In the District of Columbia, when a child is born to unmarried parents or parents who are not in a domestic partnership, there is no automatic legal relationship between the father and the child. The biological father’s name will not be placed on the birth certificate without filling out an Acknowledgement of Paternity (AOP). This is called parentage establishment and establishes the biological father as the legal father. If the parents are married or in a registered domestic partnership when the child is born, there is an automatic legal relationship between the mother’s spouse or the domestic partner, and the child. The spouse’s or domestic partner’s name will be placed on the birth certificate. The mother’s spouse or domestic partner is presumed to be the child’s parent by virtue of the legal union.
How to Establish Parentage1. Voluntary Acknowledgment of Paternity (AOP):
A mother and father can voluntarily sign an AOP form. This process is available to parents if the mother was not married or in a registered domestic partnership at the time of birth, conception or anytime in between. If both parents complete the AOP form, they don’t have to go to court to establish parentage.
- Both parents must swear the information on the AOP form is true
- The father must provide photo identification
- No blood test is required
- Signing an AOP is easy and free
- Both parents must sign the AOP
- AOP forms are available in Hospitals, Birthing Centers or the Department of Health and Vital Records, and Child Support Services Division (CSSD)
- Each facility can help you complete the form
2. Filing a Petition in D.C. Superior Court:
- Filing a Petition – If the person you suspect to be your child’s parent disputes that he or she is the child’s parent, you can establish parentage through the court system by filing a petition. This petition will name the individual you suspect is your child’s legal parent and request a child support order.
- Court Hearing – The DC Superior Court will hold a hearing, which the mother and potential parent must attend. At this hearing, the potential parent has a chance to admit if he or she is the child’s legal parent.
- Genetic Testing – If the man named as the child’s father is not sure if he is the father, or denies that he is, the court may order a genetic test. If the test proves he is the child’s father, the court will issue an order that establishes the child’s paternity. This order is legal proof establishing your child’s parentage.

# [Exercise objective]
Restate the parentage-establishment text starting with "- Each facility" and going on through "child support order.", changing "court system" to "judicial system".

[Natural-language object grounding data]
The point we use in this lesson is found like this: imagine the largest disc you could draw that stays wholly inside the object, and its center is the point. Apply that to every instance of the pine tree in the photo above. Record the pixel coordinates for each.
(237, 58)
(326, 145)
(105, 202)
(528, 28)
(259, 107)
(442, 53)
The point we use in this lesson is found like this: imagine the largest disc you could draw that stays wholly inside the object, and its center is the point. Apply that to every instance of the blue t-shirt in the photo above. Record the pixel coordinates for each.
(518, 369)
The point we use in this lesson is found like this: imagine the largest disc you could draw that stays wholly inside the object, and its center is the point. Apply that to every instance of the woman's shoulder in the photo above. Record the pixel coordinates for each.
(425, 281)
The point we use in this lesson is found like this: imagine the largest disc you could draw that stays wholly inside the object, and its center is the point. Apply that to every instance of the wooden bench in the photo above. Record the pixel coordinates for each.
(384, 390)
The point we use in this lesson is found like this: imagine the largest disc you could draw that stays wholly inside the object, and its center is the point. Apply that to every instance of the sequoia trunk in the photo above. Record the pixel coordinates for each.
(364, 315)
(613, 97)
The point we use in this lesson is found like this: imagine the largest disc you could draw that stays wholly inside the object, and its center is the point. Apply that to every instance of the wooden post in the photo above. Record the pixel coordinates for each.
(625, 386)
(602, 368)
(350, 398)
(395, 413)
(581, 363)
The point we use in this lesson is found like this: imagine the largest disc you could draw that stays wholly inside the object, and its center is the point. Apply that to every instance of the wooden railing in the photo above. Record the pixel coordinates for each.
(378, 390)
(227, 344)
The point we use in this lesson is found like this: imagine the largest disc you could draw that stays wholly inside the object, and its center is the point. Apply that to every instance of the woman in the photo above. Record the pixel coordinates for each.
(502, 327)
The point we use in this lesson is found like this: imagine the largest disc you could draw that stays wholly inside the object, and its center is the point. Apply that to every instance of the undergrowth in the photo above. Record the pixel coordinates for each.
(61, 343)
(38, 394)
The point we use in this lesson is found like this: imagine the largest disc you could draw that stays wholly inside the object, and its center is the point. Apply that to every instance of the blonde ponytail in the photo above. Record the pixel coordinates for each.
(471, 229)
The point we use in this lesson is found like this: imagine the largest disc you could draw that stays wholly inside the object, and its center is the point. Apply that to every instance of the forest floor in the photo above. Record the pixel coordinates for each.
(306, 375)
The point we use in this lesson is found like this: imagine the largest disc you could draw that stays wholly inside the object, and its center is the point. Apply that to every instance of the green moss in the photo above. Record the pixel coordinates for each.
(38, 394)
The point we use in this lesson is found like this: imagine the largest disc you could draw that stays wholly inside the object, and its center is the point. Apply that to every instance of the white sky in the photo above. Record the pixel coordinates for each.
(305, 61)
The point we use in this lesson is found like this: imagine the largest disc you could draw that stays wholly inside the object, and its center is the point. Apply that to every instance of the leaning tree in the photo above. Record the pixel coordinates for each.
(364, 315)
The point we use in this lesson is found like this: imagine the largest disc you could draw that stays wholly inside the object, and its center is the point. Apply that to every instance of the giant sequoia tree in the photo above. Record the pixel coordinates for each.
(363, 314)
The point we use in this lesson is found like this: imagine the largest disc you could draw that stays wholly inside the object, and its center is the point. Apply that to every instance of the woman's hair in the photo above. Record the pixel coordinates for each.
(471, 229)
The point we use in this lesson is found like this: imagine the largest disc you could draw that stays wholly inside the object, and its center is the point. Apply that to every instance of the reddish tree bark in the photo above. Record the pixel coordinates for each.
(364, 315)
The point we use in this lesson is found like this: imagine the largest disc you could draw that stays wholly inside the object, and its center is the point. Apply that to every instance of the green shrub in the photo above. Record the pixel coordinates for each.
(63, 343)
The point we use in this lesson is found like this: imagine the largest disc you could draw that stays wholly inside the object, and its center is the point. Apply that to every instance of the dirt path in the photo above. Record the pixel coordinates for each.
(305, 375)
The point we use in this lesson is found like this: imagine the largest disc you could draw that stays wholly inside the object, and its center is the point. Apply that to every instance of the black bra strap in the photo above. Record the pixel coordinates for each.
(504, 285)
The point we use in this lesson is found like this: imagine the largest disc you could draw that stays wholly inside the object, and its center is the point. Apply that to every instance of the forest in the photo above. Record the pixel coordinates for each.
...
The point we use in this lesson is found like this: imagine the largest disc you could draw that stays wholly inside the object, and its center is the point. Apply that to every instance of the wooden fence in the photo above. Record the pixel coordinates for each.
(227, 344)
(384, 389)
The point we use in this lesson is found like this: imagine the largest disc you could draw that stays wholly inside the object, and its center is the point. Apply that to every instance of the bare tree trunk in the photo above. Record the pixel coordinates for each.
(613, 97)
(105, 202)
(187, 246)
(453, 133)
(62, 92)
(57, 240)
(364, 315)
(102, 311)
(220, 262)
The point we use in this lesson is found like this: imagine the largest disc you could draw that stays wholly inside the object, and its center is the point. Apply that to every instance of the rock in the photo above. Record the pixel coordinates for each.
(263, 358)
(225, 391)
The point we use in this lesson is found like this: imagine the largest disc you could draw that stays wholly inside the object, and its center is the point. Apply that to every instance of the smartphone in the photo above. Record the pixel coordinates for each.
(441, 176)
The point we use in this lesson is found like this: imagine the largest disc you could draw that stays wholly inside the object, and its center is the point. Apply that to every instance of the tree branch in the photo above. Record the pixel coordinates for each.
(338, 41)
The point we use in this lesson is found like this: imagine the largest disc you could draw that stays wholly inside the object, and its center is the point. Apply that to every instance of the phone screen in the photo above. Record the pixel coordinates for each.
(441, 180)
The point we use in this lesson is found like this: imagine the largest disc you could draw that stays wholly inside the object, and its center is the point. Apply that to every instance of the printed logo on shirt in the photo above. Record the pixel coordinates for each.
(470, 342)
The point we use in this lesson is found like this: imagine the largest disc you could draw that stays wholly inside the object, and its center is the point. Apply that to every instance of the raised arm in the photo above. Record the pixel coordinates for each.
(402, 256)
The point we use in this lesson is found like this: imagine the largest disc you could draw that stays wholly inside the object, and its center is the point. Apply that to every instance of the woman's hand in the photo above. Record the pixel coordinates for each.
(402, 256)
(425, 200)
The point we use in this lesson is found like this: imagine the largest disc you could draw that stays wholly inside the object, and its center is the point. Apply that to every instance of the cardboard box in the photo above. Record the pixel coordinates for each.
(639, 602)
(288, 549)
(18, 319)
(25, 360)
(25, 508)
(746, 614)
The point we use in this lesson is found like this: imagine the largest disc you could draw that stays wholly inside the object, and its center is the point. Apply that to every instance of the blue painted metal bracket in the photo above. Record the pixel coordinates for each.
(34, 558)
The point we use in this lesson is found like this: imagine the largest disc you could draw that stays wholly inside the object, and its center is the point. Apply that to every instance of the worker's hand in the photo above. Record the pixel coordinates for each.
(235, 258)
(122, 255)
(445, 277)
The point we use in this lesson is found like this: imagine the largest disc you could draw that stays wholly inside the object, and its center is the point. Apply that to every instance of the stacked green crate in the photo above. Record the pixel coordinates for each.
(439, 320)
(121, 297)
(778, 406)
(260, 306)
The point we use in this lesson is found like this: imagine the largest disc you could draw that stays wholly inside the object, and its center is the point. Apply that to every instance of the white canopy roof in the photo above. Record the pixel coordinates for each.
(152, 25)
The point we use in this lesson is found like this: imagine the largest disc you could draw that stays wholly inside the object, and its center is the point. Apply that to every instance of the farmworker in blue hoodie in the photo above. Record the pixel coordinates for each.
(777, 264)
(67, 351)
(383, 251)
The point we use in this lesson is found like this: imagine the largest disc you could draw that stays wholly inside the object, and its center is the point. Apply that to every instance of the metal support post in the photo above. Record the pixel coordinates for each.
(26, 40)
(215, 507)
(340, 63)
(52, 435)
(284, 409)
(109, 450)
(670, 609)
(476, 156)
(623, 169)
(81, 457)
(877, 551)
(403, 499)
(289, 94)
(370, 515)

# [Response]
- Each facility can help you complete the form
2. Filing a Petition in D.C. Superior Court:
- Filing a Petition – If the person you suspect to be your child’s parent disputes that he or she is the child’s parent, you can establish parentage through the judicial system by filing a petition. This petition will name the individual you suspect is your child’s legal parent and request a child support order.